# [Data extracts]
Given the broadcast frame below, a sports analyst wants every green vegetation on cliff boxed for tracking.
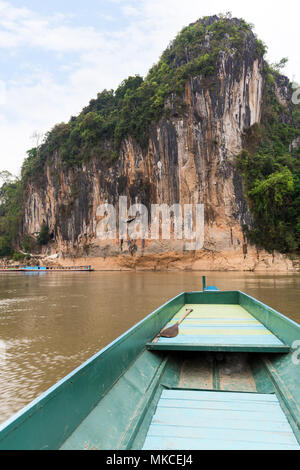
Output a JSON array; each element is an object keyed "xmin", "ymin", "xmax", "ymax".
[
  {"xmin": 237, "ymin": 70, "xmax": 300, "ymax": 253},
  {"xmin": 0, "ymin": 171, "xmax": 49, "ymax": 257},
  {"xmin": 0, "ymin": 174, "xmax": 23, "ymax": 257}
]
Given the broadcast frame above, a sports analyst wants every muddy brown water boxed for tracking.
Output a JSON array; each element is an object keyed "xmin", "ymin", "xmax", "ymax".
[{"xmin": 0, "ymin": 271, "xmax": 299, "ymax": 424}]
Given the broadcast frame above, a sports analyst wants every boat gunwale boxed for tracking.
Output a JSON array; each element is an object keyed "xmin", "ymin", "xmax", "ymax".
[
  {"xmin": 238, "ymin": 291, "xmax": 300, "ymax": 330},
  {"xmin": 0, "ymin": 291, "xmax": 186, "ymax": 439},
  {"xmin": 238, "ymin": 291, "xmax": 300, "ymax": 346}
]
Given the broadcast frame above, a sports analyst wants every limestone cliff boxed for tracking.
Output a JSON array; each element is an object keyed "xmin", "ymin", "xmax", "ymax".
[{"xmin": 21, "ymin": 16, "xmax": 297, "ymax": 271}]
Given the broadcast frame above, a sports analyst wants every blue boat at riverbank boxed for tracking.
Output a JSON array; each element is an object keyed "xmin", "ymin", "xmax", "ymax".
[{"xmin": 0, "ymin": 265, "xmax": 93, "ymax": 272}]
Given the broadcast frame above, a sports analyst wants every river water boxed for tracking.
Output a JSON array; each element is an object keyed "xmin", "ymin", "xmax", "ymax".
[{"xmin": 0, "ymin": 271, "xmax": 299, "ymax": 424}]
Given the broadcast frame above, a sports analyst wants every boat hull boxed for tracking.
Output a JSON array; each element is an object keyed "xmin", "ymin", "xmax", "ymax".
[{"xmin": 0, "ymin": 290, "xmax": 299, "ymax": 450}]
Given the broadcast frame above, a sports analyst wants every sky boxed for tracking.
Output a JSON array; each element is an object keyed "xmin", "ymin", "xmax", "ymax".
[{"xmin": 0, "ymin": 0, "xmax": 299, "ymax": 176}]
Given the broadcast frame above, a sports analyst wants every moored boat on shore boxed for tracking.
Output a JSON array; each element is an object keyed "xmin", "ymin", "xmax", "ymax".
[{"xmin": 0, "ymin": 265, "xmax": 94, "ymax": 272}]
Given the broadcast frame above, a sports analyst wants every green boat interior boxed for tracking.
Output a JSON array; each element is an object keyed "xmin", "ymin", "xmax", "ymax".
[
  {"xmin": 1, "ymin": 289, "xmax": 300, "ymax": 450},
  {"xmin": 61, "ymin": 350, "xmax": 300, "ymax": 450}
]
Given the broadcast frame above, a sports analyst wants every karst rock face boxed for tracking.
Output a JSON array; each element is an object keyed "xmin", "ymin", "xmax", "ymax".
[{"xmin": 22, "ymin": 17, "xmax": 295, "ymax": 271}]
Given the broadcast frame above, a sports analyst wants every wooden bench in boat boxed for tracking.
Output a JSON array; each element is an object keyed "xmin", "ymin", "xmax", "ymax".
[
  {"xmin": 147, "ymin": 303, "xmax": 290, "ymax": 353},
  {"xmin": 142, "ymin": 389, "xmax": 300, "ymax": 450}
]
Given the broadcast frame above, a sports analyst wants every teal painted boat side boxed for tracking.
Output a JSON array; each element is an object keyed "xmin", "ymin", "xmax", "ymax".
[
  {"xmin": 0, "ymin": 292, "xmax": 185, "ymax": 450},
  {"xmin": 239, "ymin": 291, "xmax": 300, "ymax": 346},
  {"xmin": 61, "ymin": 350, "xmax": 170, "ymax": 450},
  {"xmin": 185, "ymin": 290, "xmax": 239, "ymax": 304}
]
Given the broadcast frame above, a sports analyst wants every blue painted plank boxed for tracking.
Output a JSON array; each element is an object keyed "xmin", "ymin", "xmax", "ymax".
[
  {"xmin": 146, "ymin": 423, "xmax": 298, "ymax": 445},
  {"xmin": 166, "ymin": 321, "xmax": 260, "ymax": 326},
  {"xmin": 143, "ymin": 436, "xmax": 300, "ymax": 450},
  {"xmin": 169, "ymin": 317, "xmax": 259, "ymax": 321},
  {"xmin": 158, "ymin": 399, "xmax": 284, "ymax": 413},
  {"xmin": 142, "ymin": 391, "xmax": 300, "ymax": 450},
  {"xmin": 157, "ymin": 335, "xmax": 284, "ymax": 345},
  {"xmin": 152, "ymin": 408, "xmax": 290, "ymax": 428},
  {"xmin": 174, "ymin": 325, "xmax": 267, "ymax": 329},
  {"xmin": 161, "ymin": 390, "xmax": 278, "ymax": 402}
]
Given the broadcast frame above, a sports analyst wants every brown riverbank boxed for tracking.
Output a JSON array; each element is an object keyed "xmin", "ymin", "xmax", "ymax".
[
  {"xmin": 42, "ymin": 246, "xmax": 299, "ymax": 272},
  {"xmin": 1, "ymin": 244, "xmax": 299, "ymax": 272}
]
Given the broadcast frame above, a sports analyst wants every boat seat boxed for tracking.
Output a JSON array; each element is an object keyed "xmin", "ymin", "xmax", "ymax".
[
  {"xmin": 142, "ymin": 389, "xmax": 300, "ymax": 450},
  {"xmin": 147, "ymin": 304, "xmax": 290, "ymax": 353}
]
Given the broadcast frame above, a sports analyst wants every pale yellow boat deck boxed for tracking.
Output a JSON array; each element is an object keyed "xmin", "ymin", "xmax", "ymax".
[{"xmin": 148, "ymin": 304, "xmax": 288, "ymax": 352}]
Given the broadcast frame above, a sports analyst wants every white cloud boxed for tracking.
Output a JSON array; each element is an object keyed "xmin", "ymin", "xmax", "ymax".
[
  {"xmin": 0, "ymin": 0, "xmax": 299, "ymax": 175},
  {"xmin": 0, "ymin": 81, "xmax": 6, "ymax": 105},
  {"xmin": 122, "ymin": 5, "xmax": 140, "ymax": 17},
  {"xmin": 0, "ymin": 121, "xmax": 33, "ymax": 178},
  {"xmin": 0, "ymin": 1, "xmax": 108, "ymax": 52}
]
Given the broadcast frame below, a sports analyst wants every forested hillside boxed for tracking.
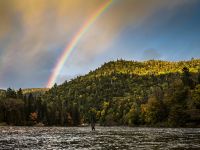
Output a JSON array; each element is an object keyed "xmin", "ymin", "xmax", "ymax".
[{"xmin": 0, "ymin": 59, "xmax": 200, "ymax": 127}]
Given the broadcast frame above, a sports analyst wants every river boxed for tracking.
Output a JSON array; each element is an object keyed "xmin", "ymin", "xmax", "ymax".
[{"xmin": 0, "ymin": 126, "xmax": 200, "ymax": 149}]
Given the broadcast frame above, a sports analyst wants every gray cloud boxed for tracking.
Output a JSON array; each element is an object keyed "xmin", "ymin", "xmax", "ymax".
[{"xmin": 0, "ymin": 0, "xmax": 197, "ymax": 88}]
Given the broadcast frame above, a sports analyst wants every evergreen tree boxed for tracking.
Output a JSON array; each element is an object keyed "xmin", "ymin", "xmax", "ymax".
[
  {"xmin": 72, "ymin": 104, "xmax": 81, "ymax": 126},
  {"xmin": 198, "ymin": 69, "xmax": 200, "ymax": 84},
  {"xmin": 17, "ymin": 88, "xmax": 23, "ymax": 99},
  {"xmin": 6, "ymin": 88, "xmax": 17, "ymax": 98},
  {"xmin": 182, "ymin": 67, "xmax": 193, "ymax": 88}
]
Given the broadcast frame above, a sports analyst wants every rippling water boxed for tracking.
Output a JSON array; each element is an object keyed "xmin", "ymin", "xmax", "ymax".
[{"xmin": 0, "ymin": 126, "xmax": 200, "ymax": 150}]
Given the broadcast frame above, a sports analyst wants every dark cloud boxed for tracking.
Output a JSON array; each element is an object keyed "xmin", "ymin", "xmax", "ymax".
[{"xmin": 0, "ymin": 0, "xmax": 197, "ymax": 88}]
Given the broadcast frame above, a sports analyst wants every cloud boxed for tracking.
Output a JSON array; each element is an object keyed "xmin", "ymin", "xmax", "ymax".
[
  {"xmin": 0, "ymin": 0, "xmax": 197, "ymax": 88},
  {"xmin": 67, "ymin": 0, "xmax": 196, "ymax": 65}
]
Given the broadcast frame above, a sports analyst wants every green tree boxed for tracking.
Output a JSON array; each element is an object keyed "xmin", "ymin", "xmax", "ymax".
[
  {"xmin": 71, "ymin": 104, "xmax": 81, "ymax": 126},
  {"xmin": 17, "ymin": 88, "xmax": 23, "ymax": 99},
  {"xmin": 198, "ymin": 69, "xmax": 200, "ymax": 84},
  {"xmin": 190, "ymin": 84, "xmax": 200, "ymax": 109},
  {"xmin": 182, "ymin": 67, "xmax": 193, "ymax": 88},
  {"xmin": 168, "ymin": 104, "xmax": 189, "ymax": 127},
  {"xmin": 6, "ymin": 88, "xmax": 17, "ymax": 98},
  {"xmin": 141, "ymin": 96, "xmax": 167, "ymax": 125}
]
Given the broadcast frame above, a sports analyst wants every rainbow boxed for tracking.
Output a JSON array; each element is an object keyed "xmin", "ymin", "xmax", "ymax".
[{"xmin": 47, "ymin": 0, "xmax": 113, "ymax": 88}]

# [Exercise goal]
Out of the data above, set down the lines from the one with "river water boxed for tracking." to the one with "face boxed for tracking.", both included, exactly as written and with no additions.

# [Written answer]
Given the broadcast frame above, a sports analyst wants every river water boxed for tracking.
Output a JSON array; each element is an object keyed "xmin", "ymin", "xmax", "ymax".
[{"xmin": 0, "ymin": 271, "xmax": 299, "ymax": 424}]
Given the broadcast frame above, a sports analyst wants every boat hull boxed for tracking.
Output a JSON array; each element is an object keyed "xmin", "ymin", "xmax", "ymax".
[{"xmin": 0, "ymin": 290, "xmax": 299, "ymax": 450}]
Given the broadcast frame above, a sports analyst wants every sky boxed for tracking.
Output a JSON array; each element is an object keyed "xmin", "ymin", "xmax", "ymax".
[{"xmin": 0, "ymin": 0, "xmax": 299, "ymax": 176}]
Given the broadcast frame above, a sports analyst wants every moored boat on shore boxed for tracking.
Output a JSON array; each element is an object keyed "xmin", "ymin", "xmax", "ymax".
[{"xmin": 0, "ymin": 265, "xmax": 94, "ymax": 272}]
Given the broadcast frame above, a sports analyst wants every green boat interior boxed for tracking.
Output a JSON array; each element is an object keyed "xmin", "ymin", "xmax", "ymax".
[
  {"xmin": 1, "ymin": 289, "xmax": 300, "ymax": 450},
  {"xmin": 61, "ymin": 350, "xmax": 300, "ymax": 450}
]
Given the broadcast frame above, a sports analyst wants every karst rock face boxed for tracking.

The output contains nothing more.